PROBLEM REQUIREMENTS: How many lines of the records below contain the word "horse"? Reply with the number alone.

[BEGIN DATA SUPPLIED]

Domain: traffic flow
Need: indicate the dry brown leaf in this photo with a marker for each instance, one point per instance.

[END DATA SUPPLIED]
[BEGIN DATA SUPPLIED]

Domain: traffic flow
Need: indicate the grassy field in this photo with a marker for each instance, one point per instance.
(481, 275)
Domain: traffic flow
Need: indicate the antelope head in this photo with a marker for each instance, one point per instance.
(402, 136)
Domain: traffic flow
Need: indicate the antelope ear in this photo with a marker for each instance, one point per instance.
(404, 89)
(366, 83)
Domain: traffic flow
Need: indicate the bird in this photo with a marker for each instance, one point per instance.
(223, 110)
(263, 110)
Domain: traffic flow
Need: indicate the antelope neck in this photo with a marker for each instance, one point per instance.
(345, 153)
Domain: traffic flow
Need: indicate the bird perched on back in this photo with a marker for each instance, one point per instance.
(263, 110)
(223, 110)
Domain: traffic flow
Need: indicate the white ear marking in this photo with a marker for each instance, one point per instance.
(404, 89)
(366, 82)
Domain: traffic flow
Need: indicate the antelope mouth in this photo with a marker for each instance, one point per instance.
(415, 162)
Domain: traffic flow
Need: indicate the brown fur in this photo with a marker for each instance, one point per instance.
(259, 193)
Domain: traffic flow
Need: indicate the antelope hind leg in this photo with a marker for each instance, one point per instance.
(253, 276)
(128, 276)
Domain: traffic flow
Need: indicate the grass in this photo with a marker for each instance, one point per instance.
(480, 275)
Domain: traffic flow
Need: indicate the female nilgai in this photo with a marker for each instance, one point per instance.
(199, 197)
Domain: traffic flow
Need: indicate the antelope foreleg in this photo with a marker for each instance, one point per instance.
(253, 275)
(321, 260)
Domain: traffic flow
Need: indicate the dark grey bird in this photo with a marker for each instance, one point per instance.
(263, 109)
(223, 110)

[END DATA SUPPLIED]
[BEGIN DATA SUPPLIED]

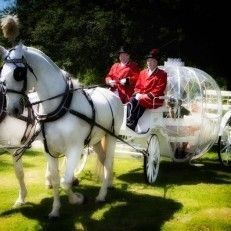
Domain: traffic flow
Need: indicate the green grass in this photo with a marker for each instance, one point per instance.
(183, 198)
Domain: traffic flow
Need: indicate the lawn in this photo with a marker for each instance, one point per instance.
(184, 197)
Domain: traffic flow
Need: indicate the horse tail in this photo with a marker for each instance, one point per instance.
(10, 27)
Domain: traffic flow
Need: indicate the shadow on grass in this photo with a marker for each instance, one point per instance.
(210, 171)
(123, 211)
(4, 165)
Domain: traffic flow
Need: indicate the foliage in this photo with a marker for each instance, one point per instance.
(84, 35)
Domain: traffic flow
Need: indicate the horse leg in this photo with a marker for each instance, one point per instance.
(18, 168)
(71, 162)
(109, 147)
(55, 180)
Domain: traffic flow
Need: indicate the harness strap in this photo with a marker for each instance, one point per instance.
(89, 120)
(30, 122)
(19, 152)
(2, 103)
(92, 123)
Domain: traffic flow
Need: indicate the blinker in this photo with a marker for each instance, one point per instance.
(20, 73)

[END DATA SUPPLIED]

THE COMPLETED TASK: 2